> _EXERCISE INPUT_
===============
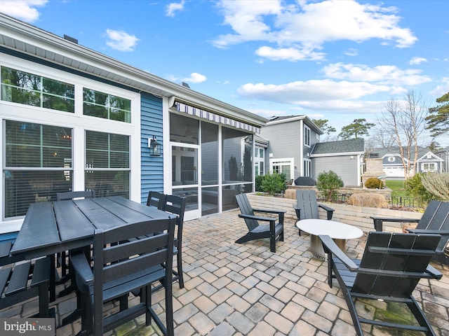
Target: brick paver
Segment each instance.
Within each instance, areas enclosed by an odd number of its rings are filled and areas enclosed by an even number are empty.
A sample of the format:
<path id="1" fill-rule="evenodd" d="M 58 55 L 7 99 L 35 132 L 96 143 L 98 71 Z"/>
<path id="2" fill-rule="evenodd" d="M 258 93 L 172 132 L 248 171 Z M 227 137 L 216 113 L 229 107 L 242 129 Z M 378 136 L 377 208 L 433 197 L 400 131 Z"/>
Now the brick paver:
<path id="1" fill-rule="evenodd" d="M 309 237 L 305 232 L 298 236 L 294 220 L 286 218 L 284 241 L 278 241 L 276 253 L 272 253 L 268 239 L 234 243 L 247 232 L 238 214 L 234 210 L 185 223 L 185 288 L 173 284 L 175 334 L 355 335 L 338 285 L 334 281 L 333 288 L 329 288 L 326 262 L 312 258 Z M 362 253 L 364 241 L 365 237 L 351 240 L 348 254 Z M 449 268 L 433 265 L 444 274 L 443 279 L 422 280 L 414 296 L 422 304 L 436 334 L 449 335 Z M 132 296 L 130 299 L 136 301 Z M 154 294 L 153 304 L 165 321 L 163 291 Z M 59 298 L 51 304 L 56 308 L 57 336 L 76 335 L 80 320 L 60 326 L 62 318 L 76 307 L 74 295 Z M 382 307 L 363 307 L 366 314 Z M 0 311 L 0 317 L 21 317 L 36 311 L 36 300 L 32 300 Z M 369 326 L 363 330 L 367 335 L 391 335 L 378 328 L 373 331 Z M 161 332 L 154 325 L 146 327 L 145 318 L 139 317 L 107 335 Z"/>

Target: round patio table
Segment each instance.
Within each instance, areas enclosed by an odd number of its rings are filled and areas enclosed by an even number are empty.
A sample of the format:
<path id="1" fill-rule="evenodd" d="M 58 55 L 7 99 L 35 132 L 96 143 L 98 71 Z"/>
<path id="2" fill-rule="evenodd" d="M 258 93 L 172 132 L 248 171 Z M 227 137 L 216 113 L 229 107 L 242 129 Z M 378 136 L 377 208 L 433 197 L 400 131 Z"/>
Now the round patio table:
<path id="1" fill-rule="evenodd" d="M 326 260 L 328 257 L 324 253 L 319 234 L 329 236 L 343 252 L 346 252 L 347 239 L 359 238 L 363 235 L 363 232 L 358 227 L 325 219 L 302 219 L 296 222 L 296 226 L 301 231 L 310 234 L 310 251 L 315 258 L 323 260 Z"/>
===============
> _TO DO_
Arrange every line of the data above as a Markdown table with the columns Row and Data line, skipping blank lines. Leave the pictures out of the table.

> _RESPONSE_
| Row | Data line |
|---|---|
| 1 | Target: brick paver |
| 2 | Segment each instance. |
| 3 | Within each instance, areas enclosed by an odd number of its rings are filled and areas enclosed by an even number are empty. |
| 4 | A sample of the format: |
| 5 | <path id="1" fill-rule="evenodd" d="M 58 55 L 7 99 L 35 132 L 96 143 L 98 71 Z"/> |
| 6 | <path id="2" fill-rule="evenodd" d="M 258 93 L 172 132 L 248 171 Z M 227 137 L 216 113 L 229 107 L 242 129 Z M 378 136 L 377 208 L 433 197 L 400 131 Z"/> |
| 7 | Now the brick paver: |
| 8 | <path id="1" fill-rule="evenodd" d="M 309 237 L 305 232 L 298 236 L 294 220 L 286 218 L 284 241 L 278 241 L 276 253 L 272 253 L 268 239 L 234 243 L 247 232 L 238 214 L 234 210 L 185 223 L 185 288 L 173 284 L 175 334 L 355 335 L 338 285 L 334 281 L 333 288 L 329 288 L 326 262 L 312 258 Z M 362 253 L 364 241 L 365 237 L 351 240 L 348 254 Z M 449 268 L 433 265 L 444 274 L 443 279 L 422 280 L 414 296 L 422 304 L 436 334 L 449 335 Z M 132 296 L 130 299 L 136 301 Z M 154 294 L 153 304 L 165 321 L 163 291 Z M 59 298 L 51 304 L 56 308 L 57 336 L 76 335 L 80 320 L 60 326 L 62 318 L 76 307 L 74 295 Z M 382 307 L 363 307 L 366 314 Z M 0 311 L 0 317 L 21 317 L 36 311 L 36 300 L 32 300 Z M 369 326 L 363 330 L 367 335 L 391 335 L 378 328 L 373 331 Z M 161 332 L 154 325 L 146 327 L 145 318 L 139 317 L 107 335 Z"/> |
| 9 | Target: round patio table |
| 10 | Segment each instance. |
| 11 | Within each instance, areas enclosed by an odd number of its rings are filled and areas enclosed by an even number are empty. |
| 12 | A sample of the format: |
| 13 | <path id="1" fill-rule="evenodd" d="M 58 55 L 7 99 L 35 132 L 96 143 L 98 71 Z"/> |
| 14 | <path id="2" fill-rule="evenodd" d="M 258 93 L 172 132 L 248 171 Z M 227 137 L 216 113 L 229 107 L 242 129 Z M 378 136 L 377 208 L 433 197 L 400 131 Z"/> |
| 15 | Now the round patio table: |
| 16 | <path id="1" fill-rule="evenodd" d="M 326 260 L 328 257 L 324 253 L 319 234 L 329 236 L 343 252 L 346 252 L 347 239 L 359 238 L 363 235 L 363 232 L 358 227 L 325 219 L 302 219 L 296 222 L 296 226 L 301 231 L 310 234 L 310 251 L 315 258 L 323 260 Z"/> |